Goal of the exercise: From the entries below, gather every line containing the string "dark".
###
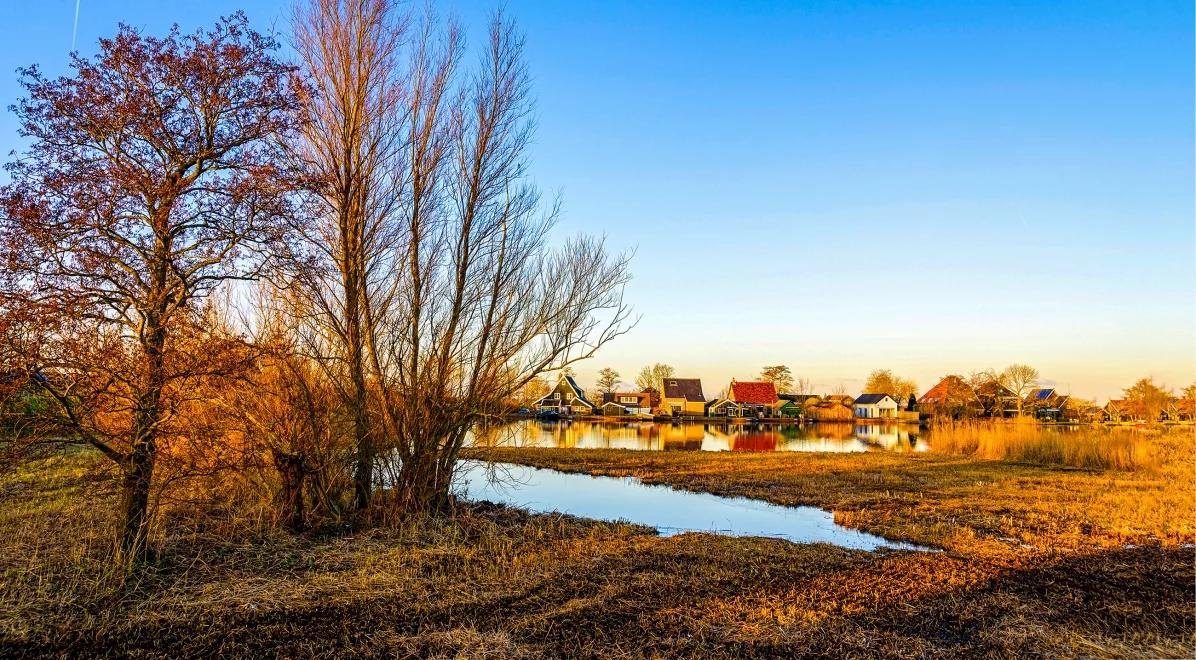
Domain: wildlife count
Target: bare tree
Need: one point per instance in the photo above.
(884, 382)
(779, 376)
(652, 379)
(1020, 379)
(481, 305)
(1148, 399)
(352, 153)
(606, 380)
(147, 184)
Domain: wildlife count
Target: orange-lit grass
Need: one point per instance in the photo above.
(501, 584)
(959, 502)
(1093, 447)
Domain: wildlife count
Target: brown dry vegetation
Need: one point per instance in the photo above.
(499, 582)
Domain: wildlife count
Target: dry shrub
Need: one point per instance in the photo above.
(1091, 447)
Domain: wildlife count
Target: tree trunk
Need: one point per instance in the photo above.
(135, 502)
(140, 464)
(291, 475)
(355, 349)
(422, 487)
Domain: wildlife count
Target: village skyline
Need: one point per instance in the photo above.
(1051, 227)
(672, 329)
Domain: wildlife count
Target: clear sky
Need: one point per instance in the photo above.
(926, 187)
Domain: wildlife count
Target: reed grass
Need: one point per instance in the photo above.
(499, 582)
(1088, 447)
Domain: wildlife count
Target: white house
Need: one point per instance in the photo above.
(876, 407)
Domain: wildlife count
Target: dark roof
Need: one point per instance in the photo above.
(1042, 393)
(949, 386)
(689, 389)
(580, 392)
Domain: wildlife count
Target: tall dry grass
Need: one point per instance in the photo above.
(1091, 447)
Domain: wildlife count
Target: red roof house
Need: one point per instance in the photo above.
(752, 392)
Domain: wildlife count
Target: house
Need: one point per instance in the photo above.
(1182, 409)
(876, 405)
(757, 398)
(842, 399)
(787, 408)
(724, 408)
(952, 397)
(627, 403)
(829, 410)
(1045, 403)
(683, 396)
(566, 398)
(996, 399)
(1121, 410)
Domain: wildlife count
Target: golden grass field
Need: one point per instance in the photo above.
(1036, 560)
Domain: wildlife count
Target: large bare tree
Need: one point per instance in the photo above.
(779, 376)
(1020, 379)
(353, 152)
(147, 183)
(427, 285)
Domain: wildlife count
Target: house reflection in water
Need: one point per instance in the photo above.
(700, 437)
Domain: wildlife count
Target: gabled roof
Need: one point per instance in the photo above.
(578, 390)
(642, 399)
(1042, 393)
(758, 392)
(689, 389)
(567, 380)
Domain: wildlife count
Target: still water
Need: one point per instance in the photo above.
(705, 437)
(667, 509)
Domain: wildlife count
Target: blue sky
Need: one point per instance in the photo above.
(926, 187)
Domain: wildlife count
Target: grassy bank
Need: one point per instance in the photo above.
(499, 582)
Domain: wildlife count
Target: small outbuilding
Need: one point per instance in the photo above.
(876, 407)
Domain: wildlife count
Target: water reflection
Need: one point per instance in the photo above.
(669, 511)
(702, 437)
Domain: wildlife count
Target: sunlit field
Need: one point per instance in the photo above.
(1018, 547)
(1080, 446)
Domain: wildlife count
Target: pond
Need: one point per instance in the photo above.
(703, 435)
(669, 511)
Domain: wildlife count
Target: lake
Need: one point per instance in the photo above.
(703, 437)
(667, 509)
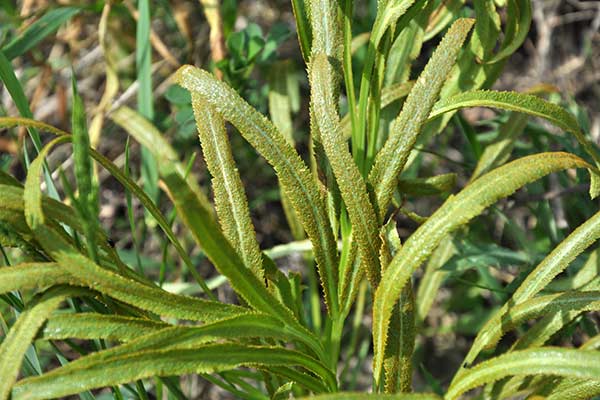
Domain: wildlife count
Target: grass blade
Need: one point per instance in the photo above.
(37, 31)
(145, 96)
(84, 174)
(127, 182)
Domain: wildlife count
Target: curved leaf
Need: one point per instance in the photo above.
(533, 308)
(545, 360)
(456, 211)
(127, 182)
(220, 252)
(575, 389)
(521, 102)
(202, 359)
(170, 337)
(148, 136)
(374, 396)
(352, 186)
(33, 275)
(230, 197)
(21, 334)
(556, 262)
(98, 326)
(403, 134)
(295, 178)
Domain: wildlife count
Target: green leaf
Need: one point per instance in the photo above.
(472, 255)
(230, 198)
(90, 274)
(281, 95)
(556, 262)
(145, 96)
(295, 179)
(200, 359)
(545, 360)
(148, 136)
(498, 152)
(326, 29)
(225, 259)
(37, 31)
(374, 396)
(430, 186)
(303, 27)
(536, 307)
(516, 31)
(98, 326)
(32, 275)
(433, 277)
(21, 334)
(351, 184)
(388, 13)
(521, 102)
(403, 134)
(455, 212)
(164, 337)
(129, 184)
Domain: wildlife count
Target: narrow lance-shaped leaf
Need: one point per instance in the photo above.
(520, 102)
(223, 256)
(374, 396)
(90, 274)
(326, 30)
(230, 198)
(393, 156)
(400, 346)
(351, 184)
(21, 334)
(127, 182)
(239, 327)
(546, 361)
(130, 367)
(433, 278)
(456, 211)
(556, 262)
(147, 135)
(516, 30)
(98, 326)
(296, 180)
(487, 28)
(539, 306)
(280, 110)
(12, 197)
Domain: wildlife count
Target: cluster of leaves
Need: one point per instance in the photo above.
(344, 203)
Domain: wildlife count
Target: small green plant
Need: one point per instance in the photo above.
(277, 342)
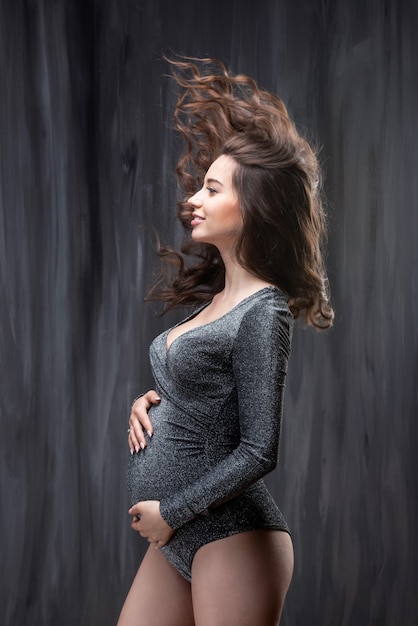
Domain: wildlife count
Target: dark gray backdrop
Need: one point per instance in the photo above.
(86, 163)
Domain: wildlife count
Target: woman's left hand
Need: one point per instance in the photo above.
(148, 522)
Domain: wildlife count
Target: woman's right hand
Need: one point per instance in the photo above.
(140, 422)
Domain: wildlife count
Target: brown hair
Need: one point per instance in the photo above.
(277, 179)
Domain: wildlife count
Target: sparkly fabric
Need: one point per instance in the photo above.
(217, 428)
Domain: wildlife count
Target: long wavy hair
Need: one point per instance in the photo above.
(278, 182)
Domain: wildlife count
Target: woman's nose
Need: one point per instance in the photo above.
(195, 200)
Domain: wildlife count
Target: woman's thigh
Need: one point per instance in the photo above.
(159, 595)
(242, 580)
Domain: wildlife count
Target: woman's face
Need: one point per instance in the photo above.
(216, 215)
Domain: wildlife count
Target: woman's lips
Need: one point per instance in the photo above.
(197, 220)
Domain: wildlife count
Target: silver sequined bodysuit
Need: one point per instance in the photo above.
(217, 428)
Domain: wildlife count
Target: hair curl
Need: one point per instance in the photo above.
(278, 182)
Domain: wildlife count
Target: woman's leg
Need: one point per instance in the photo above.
(242, 580)
(159, 595)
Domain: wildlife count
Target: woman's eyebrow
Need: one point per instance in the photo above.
(213, 180)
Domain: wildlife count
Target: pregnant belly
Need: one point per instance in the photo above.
(174, 457)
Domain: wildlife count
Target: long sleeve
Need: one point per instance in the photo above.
(259, 361)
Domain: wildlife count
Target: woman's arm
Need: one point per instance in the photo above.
(259, 361)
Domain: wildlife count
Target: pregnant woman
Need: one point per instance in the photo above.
(221, 552)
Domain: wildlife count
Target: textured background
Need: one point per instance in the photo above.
(86, 164)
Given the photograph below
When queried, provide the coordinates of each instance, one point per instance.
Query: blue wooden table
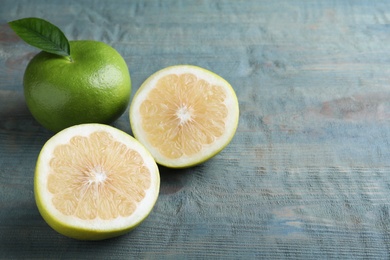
(308, 172)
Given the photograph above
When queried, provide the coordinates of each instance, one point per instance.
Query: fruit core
(97, 176)
(182, 114)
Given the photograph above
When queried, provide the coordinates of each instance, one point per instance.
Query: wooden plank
(306, 175)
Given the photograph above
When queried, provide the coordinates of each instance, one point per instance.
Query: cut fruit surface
(184, 115)
(94, 181)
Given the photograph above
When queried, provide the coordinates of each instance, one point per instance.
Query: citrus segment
(93, 181)
(184, 115)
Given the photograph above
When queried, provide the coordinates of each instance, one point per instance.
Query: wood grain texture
(307, 174)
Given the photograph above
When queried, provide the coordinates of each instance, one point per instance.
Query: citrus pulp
(184, 115)
(93, 181)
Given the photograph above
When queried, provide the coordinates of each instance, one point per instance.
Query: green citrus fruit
(93, 181)
(93, 87)
(184, 115)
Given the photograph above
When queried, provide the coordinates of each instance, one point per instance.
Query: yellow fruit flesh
(97, 177)
(182, 114)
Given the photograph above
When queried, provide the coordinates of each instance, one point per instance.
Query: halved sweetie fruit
(93, 182)
(184, 115)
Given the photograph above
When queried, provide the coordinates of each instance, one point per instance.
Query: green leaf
(42, 34)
###
Response box:
Target: dark roof
Target: dark gray backdrop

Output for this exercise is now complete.